(Dataset excerpts)

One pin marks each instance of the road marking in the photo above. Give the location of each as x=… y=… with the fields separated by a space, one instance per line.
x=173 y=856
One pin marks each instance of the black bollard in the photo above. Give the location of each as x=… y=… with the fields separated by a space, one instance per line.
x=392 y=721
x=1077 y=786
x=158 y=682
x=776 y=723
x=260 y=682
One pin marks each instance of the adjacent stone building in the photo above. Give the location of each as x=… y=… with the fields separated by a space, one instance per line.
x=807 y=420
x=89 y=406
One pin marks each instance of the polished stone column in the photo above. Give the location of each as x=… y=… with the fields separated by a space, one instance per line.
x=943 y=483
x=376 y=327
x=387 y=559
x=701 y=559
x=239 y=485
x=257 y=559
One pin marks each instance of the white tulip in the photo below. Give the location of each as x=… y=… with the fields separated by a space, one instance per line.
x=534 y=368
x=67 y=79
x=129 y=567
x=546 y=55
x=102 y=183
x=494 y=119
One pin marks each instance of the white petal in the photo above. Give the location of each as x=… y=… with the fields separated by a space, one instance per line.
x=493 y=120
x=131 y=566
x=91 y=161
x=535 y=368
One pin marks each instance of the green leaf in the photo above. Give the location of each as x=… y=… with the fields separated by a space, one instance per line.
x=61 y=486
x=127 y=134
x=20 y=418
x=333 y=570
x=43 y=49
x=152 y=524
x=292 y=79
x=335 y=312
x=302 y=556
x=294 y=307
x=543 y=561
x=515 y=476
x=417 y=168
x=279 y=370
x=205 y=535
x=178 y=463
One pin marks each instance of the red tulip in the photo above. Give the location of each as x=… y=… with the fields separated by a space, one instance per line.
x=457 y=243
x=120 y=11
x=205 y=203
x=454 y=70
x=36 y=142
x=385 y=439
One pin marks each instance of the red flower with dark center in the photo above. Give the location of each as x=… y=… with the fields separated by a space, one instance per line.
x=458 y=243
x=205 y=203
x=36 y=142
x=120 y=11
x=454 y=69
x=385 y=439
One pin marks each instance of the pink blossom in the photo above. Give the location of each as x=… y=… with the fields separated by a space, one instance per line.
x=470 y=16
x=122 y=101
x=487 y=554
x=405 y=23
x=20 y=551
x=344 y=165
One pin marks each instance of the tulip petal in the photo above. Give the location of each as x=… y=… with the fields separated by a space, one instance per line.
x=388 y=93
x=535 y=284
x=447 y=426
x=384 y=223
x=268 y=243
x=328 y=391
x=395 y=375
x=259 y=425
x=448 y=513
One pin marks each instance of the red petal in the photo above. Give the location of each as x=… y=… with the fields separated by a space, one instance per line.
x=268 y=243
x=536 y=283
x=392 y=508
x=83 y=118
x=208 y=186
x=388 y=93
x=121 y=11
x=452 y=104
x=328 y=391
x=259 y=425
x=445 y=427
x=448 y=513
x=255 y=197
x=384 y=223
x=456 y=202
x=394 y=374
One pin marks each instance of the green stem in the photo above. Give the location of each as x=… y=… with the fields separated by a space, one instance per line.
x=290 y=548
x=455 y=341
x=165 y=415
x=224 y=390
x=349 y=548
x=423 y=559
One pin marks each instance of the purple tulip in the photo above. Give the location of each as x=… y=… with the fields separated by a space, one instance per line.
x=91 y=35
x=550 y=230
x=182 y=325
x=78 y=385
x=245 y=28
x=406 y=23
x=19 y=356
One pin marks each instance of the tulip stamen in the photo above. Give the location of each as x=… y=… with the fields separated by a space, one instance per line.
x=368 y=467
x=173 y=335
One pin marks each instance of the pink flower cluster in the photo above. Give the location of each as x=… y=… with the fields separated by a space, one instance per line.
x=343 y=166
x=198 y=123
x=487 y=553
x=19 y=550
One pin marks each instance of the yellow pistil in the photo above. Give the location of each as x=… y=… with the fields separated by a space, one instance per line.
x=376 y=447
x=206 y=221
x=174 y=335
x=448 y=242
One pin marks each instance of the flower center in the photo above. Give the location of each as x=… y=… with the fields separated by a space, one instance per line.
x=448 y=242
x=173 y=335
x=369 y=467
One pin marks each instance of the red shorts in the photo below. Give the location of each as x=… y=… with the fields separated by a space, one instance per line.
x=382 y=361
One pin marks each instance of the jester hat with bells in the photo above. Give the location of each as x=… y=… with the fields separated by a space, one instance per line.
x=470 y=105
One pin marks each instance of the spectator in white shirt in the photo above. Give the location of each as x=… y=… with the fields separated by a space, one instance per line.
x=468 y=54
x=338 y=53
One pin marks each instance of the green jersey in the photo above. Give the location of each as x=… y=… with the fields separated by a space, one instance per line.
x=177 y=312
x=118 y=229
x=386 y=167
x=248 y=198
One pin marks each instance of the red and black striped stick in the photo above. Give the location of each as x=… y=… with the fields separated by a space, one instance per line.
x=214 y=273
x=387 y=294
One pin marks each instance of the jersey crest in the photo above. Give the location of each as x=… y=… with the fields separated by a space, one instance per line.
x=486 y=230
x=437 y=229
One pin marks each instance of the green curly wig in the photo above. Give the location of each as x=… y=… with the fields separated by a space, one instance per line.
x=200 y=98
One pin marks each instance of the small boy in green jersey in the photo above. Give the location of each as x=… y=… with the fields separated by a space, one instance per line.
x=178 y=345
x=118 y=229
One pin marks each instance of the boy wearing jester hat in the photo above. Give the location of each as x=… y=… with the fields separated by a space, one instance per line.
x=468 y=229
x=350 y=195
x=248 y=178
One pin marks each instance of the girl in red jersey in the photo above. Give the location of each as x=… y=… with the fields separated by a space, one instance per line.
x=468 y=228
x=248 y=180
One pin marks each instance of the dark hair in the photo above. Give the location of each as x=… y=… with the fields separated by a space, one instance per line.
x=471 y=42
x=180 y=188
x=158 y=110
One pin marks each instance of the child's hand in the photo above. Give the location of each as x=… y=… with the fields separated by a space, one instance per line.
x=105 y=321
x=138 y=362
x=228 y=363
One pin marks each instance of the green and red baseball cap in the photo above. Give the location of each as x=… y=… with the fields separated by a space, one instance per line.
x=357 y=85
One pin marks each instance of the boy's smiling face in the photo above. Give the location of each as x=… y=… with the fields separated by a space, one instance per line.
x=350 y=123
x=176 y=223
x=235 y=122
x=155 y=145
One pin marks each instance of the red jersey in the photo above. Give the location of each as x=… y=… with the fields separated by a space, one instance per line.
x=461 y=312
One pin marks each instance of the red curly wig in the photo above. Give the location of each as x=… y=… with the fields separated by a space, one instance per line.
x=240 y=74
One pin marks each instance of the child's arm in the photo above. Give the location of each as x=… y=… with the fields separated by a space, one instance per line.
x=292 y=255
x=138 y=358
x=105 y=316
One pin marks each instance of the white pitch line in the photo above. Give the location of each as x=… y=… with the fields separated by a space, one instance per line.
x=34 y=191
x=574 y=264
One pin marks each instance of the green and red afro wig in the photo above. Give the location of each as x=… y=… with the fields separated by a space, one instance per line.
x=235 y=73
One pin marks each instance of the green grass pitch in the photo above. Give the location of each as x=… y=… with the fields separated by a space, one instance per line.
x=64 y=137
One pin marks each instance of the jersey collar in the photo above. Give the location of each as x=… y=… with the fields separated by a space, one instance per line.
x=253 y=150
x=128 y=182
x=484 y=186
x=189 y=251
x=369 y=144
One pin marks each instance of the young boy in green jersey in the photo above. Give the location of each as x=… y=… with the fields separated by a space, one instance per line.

# TASK TO COMPLETE
Give back every line above, unchanged.

# ANSWER BOX
One pin marks each instance of the road marking in the photo above. Give the location of each as x=… y=… with the fields separated by a space, one instance per line.
x=173 y=856
One pin marks each instance of the black bollard in the photo above. Give the location of each as x=… y=… with the fields separated by a space, one instance per line.
x=392 y=721
x=1077 y=786
x=158 y=682
x=776 y=723
x=260 y=682
One pin marks each instance of the adjacent stone building in the photo above. Give the location of each as x=… y=… with the fields separated by a space, one instance per line.
x=807 y=420
x=89 y=406
One pin marks each instance of the polished stone column in the photo above. Give the location of each as x=… y=… with the fields separated by a space, one instance per line.
x=943 y=483
x=376 y=327
x=387 y=559
x=701 y=559
x=239 y=485
x=257 y=559
One pin marks each instance of the white tulip in the photo below. Give the location of each as x=… y=… with the fields separated by a space, one instance per line.
x=534 y=368
x=67 y=79
x=129 y=567
x=546 y=55
x=102 y=183
x=494 y=119
One pin marks each instance of the white petal in the photo above. Give the location of each as x=… y=… with the fields separated by a space, one instance per line.
x=493 y=120
x=131 y=566
x=91 y=161
x=535 y=368
One pin marks each instance of the green leaf in the photo above. Give the location of each as x=… y=… with the fields separated by a space, one instance per line.
x=61 y=486
x=127 y=134
x=20 y=418
x=333 y=570
x=43 y=49
x=152 y=524
x=292 y=79
x=335 y=312
x=302 y=556
x=294 y=307
x=543 y=561
x=515 y=476
x=417 y=168
x=279 y=370
x=205 y=535
x=178 y=463
One pin marks each instance of the red tulip in the photo above. Give the location of each as x=… y=… with the fields separated by a space, one instance per line.
x=457 y=243
x=120 y=11
x=205 y=203
x=454 y=70
x=36 y=142
x=385 y=439
One pin marks each instance of the red flower with dark center in the photo above. Give the location of each as x=… y=… with the fields separated by a space, one instance per line.
x=458 y=243
x=205 y=203
x=36 y=142
x=120 y=11
x=454 y=69
x=385 y=439
One pin marks each instance of the pink blossom in the photo above. Give the location of each as x=… y=… with the fields separated by a space, one instance per line.
x=470 y=16
x=122 y=101
x=487 y=554
x=405 y=23
x=20 y=551
x=344 y=165
One pin marks each instance of the tulip petal in the photo above. Give the location of each as x=… y=… with the fields separated by a space, one instance per line.
x=388 y=93
x=535 y=284
x=447 y=426
x=384 y=223
x=268 y=243
x=328 y=391
x=395 y=375
x=259 y=425
x=448 y=513
One pin marks each instance of the red petal in the photo above. Give the location of each as x=… y=… with the fields separated by a space, one instance per line.
x=268 y=243
x=536 y=283
x=392 y=508
x=83 y=118
x=208 y=186
x=388 y=93
x=121 y=11
x=452 y=104
x=328 y=391
x=259 y=425
x=445 y=427
x=448 y=513
x=255 y=197
x=384 y=223
x=456 y=202
x=394 y=374
One pin marks each instance of the green stem in the photo above. Give the location of each as x=… y=… with the fields separated by a space, one instance per line.
x=290 y=548
x=455 y=341
x=165 y=415
x=224 y=390
x=349 y=548
x=423 y=559
One pin marks each instance of the purple tulip in the photo above. Give the location of each as x=… y=… with the fields separated by a space, one instance per line.
x=91 y=35
x=550 y=230
x=182 y=325
x=78 y=385
x=245 y=28
x=406 y=23
x=19 y=356
One pin marks each instance of the tulip stamen in the photo above. Give the location of each as x=… y=… with the fields separated by a space, one instance per line.
x=368 y=467
x=173 y=335
One pin marks each instance of the pink flower cluster in the photo above. Give the location of each as x=… y=… with the fields separated by a space, one instance per line.
x=343 y=166
x=198 y=123
x=487 y=553
x=19 y=550
One pin marks each instance of the yellow pistil in the photo above. Give the location of each as x=… y=… with the fields separated by a space, one instance per line.
x=376 y=447
x=206 y=221
x=174 y=335
x=448 y=242
One pin marks each instance of the flower center in the photo above. Give the location of each as x=… y=… with the fields separated by a space, one instance per line.
x=448 y=242
x=173 y=335
x=369 y=467
One pin marks each instance of the red shorts in the photo below. Give the location of each as x=… y=… with the fields separated by a space, one instance per line.
x=382 y=361
One pin marks each instance of the jester hat with bells in the photo above. Give the location of each as x=… y=… with the fields separated by a space, one instance per line.
x=470 y=105
One pin marks each instance of the spectator in white shirt in the photo above. Give the location of each as x=… y=… with the fields separated by a space, one instance per line.
x=468 y=54
x=338 y=53
One pin marks each instance of the green jersey in the photo above. Give the location of each as x=… y=… with the fields separated by a space, one instance per line.
x=177 y=312
x=118 y=229
x=386 y=167
x=248 y=198
One pin marks each instance of the red and black striped stick in the photo above. Give the location of each as x=… y=… with the fields separated by a space, one instance per line.
x=214 y=273
x=387 y=294
One pin marks each instance of the jersey crest in the photo above. Give the location of each as x=… y=… with the fields separated by a space, one instance per line.
x=486 y=230
x=437 y=229
One pin marks each instance of the green curly wig in the photo above. Give the location of each as x=… y=… with the fields separated by a space, one instance per line.
x=200 y=98
One pin marks each instance of the small boy in green jersey in the photo above. Give the location of each as x=… y=… with the fields separated by a space, one instance per line.
x=178 y=345
x=118 y=229
One pin marks each instance of the boy wearing jester hat in the photo above. Give the location of each as x=… y=… with the fields separated by a space, one instance per line.
x=468 y=229
x=350 y=195
x=248 y=178
One pin marks each instance of the girl in red jersey in the photo above. Give the location of each as x=… y=… with the fields separated by a space, one instance per line.
x=468 y=228
x=248 y=180
One pin marks each instance of the dark hair in the photo above. Give the location of each as x=… y=… with the fields separated by a space, one instance per line.
x=471 y=42
x=180 y=188
x=158 y=110
One pin marks each instance of the child's hand in the photo above. Give the location of each as x=… y=… with the fields separated by a space, one instance per line.
x=105 y=321
x=138 y=362
x=228 y=363
One pin marks each instance of the green and red baseball cap in the photo above. Give the location of each as x=… y=… with the fields separated by a space, one instance per line.
x=357 y=85
One pin marks each instance of the boy's smiling face in the photo above. Give the location of each as x=… y=… with the fields separated by a space, one instance per line.
x=350 y=123
x=176 y=223
x=235 y=122
x=155 y=145
One pin marks each instance of the red jersey in the photo above. Give the location of each as x=… y=… with the fields separated by a space, one instance per line.
x=461 y=312
One pin marks each instance of the red curly wig in the photo above. Give the location of each as x=… y=… with the fields separated by a space, one instance per line.
x=240 y=74
One pin marks each instance of the child's arm in the photo above. Give the location of each as x=… y=… with the fields separated by a space, one instance per line.
x=292 y=255
x=138 y=358
x=105 y=316
One pin marks each instance of the white pitch line in the photo above. Give the location of each as x=… y=… with the fields separated by a space, one instance per line.
x=34 y=191
x=574 y=264
One pin marks each instance of the green and red afro wig in the photo above. Give the location of each as x=… y=… with the fields separated by a space, one instance per line.
x=235 y=73
One pin marks each instance of the green grass pitch in the photo above. Give the location of each as x=… y=… with the fields separated by a space, one instance per line.
x=64 y=137
One pin marks each instance of the jersey collar in the photo above. Give the location of each as x=… y=… with the fields separated by a space, one instance per line.
x=253 y=150
x=128 y=182
x=484 y=186
x=189 y=251
x=369 y=144
One pin marks each instance of the young boy in green jersey in the photo above. Give the location of each as x=… y=… with the fields separated by a space, one instance per line.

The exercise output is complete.